> [WHAT IS REQUIRED]:
Your answer must be every line of the data below that holds the string "spotted", copied exactly.

──────────────────────────────

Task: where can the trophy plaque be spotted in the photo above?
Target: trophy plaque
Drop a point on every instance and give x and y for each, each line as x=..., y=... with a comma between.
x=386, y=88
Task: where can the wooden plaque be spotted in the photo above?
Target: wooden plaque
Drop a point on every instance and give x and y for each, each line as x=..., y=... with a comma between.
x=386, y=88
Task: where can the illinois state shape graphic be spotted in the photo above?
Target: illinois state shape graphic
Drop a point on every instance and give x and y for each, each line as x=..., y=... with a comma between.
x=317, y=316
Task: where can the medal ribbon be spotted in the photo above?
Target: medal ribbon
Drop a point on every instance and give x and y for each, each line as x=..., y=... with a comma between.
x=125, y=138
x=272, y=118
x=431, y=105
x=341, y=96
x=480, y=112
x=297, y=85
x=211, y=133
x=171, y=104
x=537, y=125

──────────────────────────────

> [SOLUTION]:
Task: where can the trophy plaque be spotted in the photo above?
Task: where can the wooden plaque be spotted in the photo above?
Task: where can the illinois state shape graphic be spotted in the photo above?
Task: where can the medal ribbon be spotted in the photo above?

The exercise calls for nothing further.